* _GIVEN PROBLEM 1_
Please condense the paragraph of the iMac repair account beginning "At first it seemed fine" into a short bulleted list that keeps its main facts.
* _GIVEN PROBLEM 2_
Carry the iMac repair account forward from its final sentence, describing the next stage of opening the machine.

Repairing a G4 ‘Anglepoise’ iMac

My son’s school was chucking out a faulty 700 MHz G4 Anglepoise iMac – apprently it had an intermittant fault where the hard drive clicked and it wouldn’t boot. Of course I couldn’t bear to see this become land-fill so I brought it home to my Macintosh Sanctuary.

At first it seemed fine but whilst installing OS X, the thing died. Click, click, click. All I could do was get it to boot into Open Firmware – it wouldn’t even eject the CD-ROM. I was convinced I’d killed it, but a couple of bright sparks at work suggested that the hard drive might have just finally kicked the bucket. As it shares its IDE interface with the CD-ROM drive this might also explain why the CD wouldn’t eject. Armed with some instructions from XLER8YOURMAC, size 10 and 15 Torx (star-shaped) screwdrivers and an old 4GB Bondi Blue iMac hard drive, I explored.

I actually found the whole thing easier than that article suggested. First using a small cross-pointed screwdriver you undo the base plate to get at the user-servicable parts – a memory slot and Airport card slot:

user servicable parts

Then the big Torx T15 screwdriver comes into play – undo the 4 Torx screws and pull the whole base – including the white plastic bit where the ports are. Be gentle but firm as you are unplugging connectors as you do this.

Coordinate annotation entries

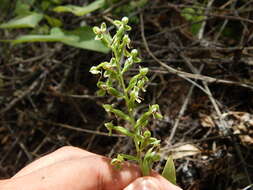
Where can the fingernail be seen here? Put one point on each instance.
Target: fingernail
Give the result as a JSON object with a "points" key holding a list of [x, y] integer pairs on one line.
{"points": [[142, 184]]}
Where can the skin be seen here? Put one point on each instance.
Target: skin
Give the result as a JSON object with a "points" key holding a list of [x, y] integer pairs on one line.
{"points": [[71, 168]]}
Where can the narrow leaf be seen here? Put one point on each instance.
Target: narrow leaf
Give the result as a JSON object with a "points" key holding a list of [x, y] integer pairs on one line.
{"points": [[29, 21], [169, 171]]}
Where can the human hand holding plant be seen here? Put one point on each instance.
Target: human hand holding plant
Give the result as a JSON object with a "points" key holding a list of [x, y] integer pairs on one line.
{"points": [[70, 168], [112, 81]]}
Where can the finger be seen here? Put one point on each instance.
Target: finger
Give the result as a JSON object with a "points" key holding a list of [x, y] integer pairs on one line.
{"points": [[62, 154], [150, 182], [88, 173]]}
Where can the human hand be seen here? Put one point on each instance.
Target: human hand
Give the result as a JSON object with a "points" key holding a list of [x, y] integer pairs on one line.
{"points": [[71, 168]]}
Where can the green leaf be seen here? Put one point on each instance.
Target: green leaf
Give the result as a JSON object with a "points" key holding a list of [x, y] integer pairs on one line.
{"points": [[80, 11], [129, 157], [23, 7], [54, 22], [117, 112], [28, 21], [169, 171]]}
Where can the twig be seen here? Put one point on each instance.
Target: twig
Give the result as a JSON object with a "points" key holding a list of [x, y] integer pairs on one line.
{"points": [[183, 74], [182, 110], [224, 126], [66, 126]]}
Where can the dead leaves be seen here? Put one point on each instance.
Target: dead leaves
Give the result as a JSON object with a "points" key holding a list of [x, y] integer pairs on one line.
{"points": [[241, 124]]}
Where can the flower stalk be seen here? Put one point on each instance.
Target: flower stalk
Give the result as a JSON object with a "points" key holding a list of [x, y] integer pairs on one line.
{"points": [[112, 82]]}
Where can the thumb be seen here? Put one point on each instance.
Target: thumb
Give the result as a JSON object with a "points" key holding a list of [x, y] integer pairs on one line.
{"points": [[154, 183]]}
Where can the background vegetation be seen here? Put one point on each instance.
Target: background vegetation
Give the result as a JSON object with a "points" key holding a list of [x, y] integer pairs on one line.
{"points": [[199, 54]]}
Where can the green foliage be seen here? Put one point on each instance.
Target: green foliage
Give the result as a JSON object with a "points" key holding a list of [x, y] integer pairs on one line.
{"points": [[82, 37], [194, 16], [80, 11], [112, 81], [28, 21], [169, 171]]}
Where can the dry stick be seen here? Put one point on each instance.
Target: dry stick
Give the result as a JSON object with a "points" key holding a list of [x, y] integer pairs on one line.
{"points": [[21, 144], [224, 126], [25, 93], [66, 126], [182, 110], [185, 75]]}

* _ANSWER 1_
- The iMac died partway through installing OS X, with a repeated clicking sound.
- It would only boot into Open Firmware and would not eject the CD-ROM.
- Colleagues at work suggested the hard drive had finally failed; since it shares its IDE interface with the CD-ROM drive, that could also explain the stuck CD.
- Tools for the repair: instructions from XLER8YOURMAC, size 10 and 15 Torx screwdrivers, and an old 4GB Bondi Blue iMac hard drive.

* _ANSWER 2_
prising open

At this point you can swap its internal memory card if you like, but I was interested in the grey drive assembly. I disconnected its IDE connector on the motherboard and unclipped the 2 cables clamped to its right. Then I used the T10 Torx screwdriver to remove the 6 screws holding the drive assembly in place (click on photo to see notes):

drive assembly

I then pulled the drive assembly down and towards me.

fan and gubbins

I then removed the IDE and power connectors from the hard drive, peeled the strange white plastic wrapper off and removed the IDE drive from its caddy using a Torx screwdriver.

the dead hard drive

I replaced it with a 4 GB hard drive from my original 233 MHz Bondi Blue iMac – one tenth the size of the one I removed but this was a temporary measure to prove that this was the problem before I shell out some real money on an 80GB drive. I put it all back together, forgetting the thermal paste for now, and turned it on:

Never so pleased to see OS 9!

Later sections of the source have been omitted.